## Text section:
Programming challenges, uptime, and mistakes in 2013

22 Jan 2014

HackerEarth hosted more than thousand contests in the year 2013 alone. Out of them, there were more than two dozen public programming contests by HackerEarth itself. They include our monthly challenges and hiring challenges. There were over 200 internal and public contests by colleges in the previous year. They include IIT Delhi, IIT Guwahati, IIT Ropar, NIT Warangal, IIIT Jabalpur, NIT Raipur, NIT Calicut, BITS Pilani and many others. And we have been able to do that without any sweat. But sometimes, we made mistakes too, most of them in the early half of 2013.

Mayhem

To tell you the truth, in the beginning it was chaotic, mayhem and scary. We would have to monitor that everything was working right. Sometimes, we would give in everything just to keep the site up and running. The problem of scaling always takes a toll on you. And that too when you want to build a word-class product. And particularly for a platform like ours where the concept of putting more servers on demand(auto-scaling) fails due to sudden burst in traffic, giving no time to bring more servers in action. Below is a request graph from production server on an usual day.


It's important to realize that nothing scales automatically. 100% uptime is a constant struggle. But we were ready to roll up our sleeves and move towards that. And in later half of 2013, things have moved ahead at a really amazing pace. On a related note, whenever I read the Deploying Django post by Randall Degges, it gives me a good laugh any day. Particularly these lines:

Yes, grasshopper! You now see it: you have only begun to discover the amount of work that lays ahead. You've barely scratched the surface as to the tools, methods, and skills necessary to manage and operate even the simplest of production sites. Your work is cut out for you.

## Information supplied:
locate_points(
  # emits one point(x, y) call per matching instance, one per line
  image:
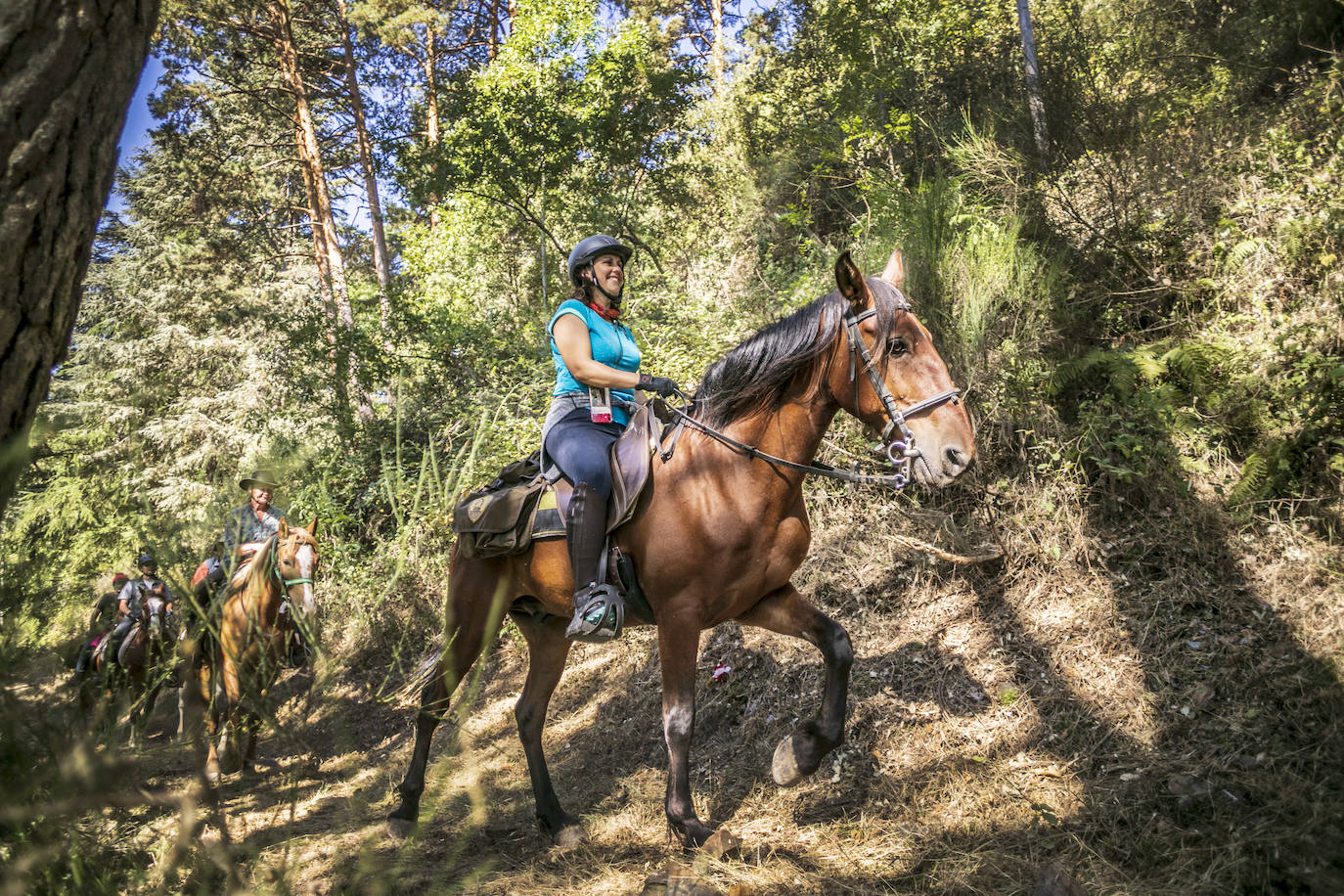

## Task details:
Update the piece on 2013 programming contests, beginning at the words "22 Jan 2014" and stopping after "half of 2013.", and replace "HackerEarth" with "Hacker Earth" throughout that stretch. Base your work solely on the text.

## Full response:
22 Jan 2014

Hacker Earth hosted more than thousand contests in the year 2013 alone. Out of them, there were more than two dozen public programming contests by Hacker Earth itself. They include our monthly challenges and hiring challenges. There were over 200 internal and public contests by colleges in the previous year. They include IIT Delhi, IIT Guwahati, IIT Ropar, NIT Warangal, IIIT Jabalpur, NIT Raipur, NIT Calicut, BITS Pilani and many others. And we have been able to do that without any sweat. But sometimes, we made mistakes too, most of them in the early half of 2013.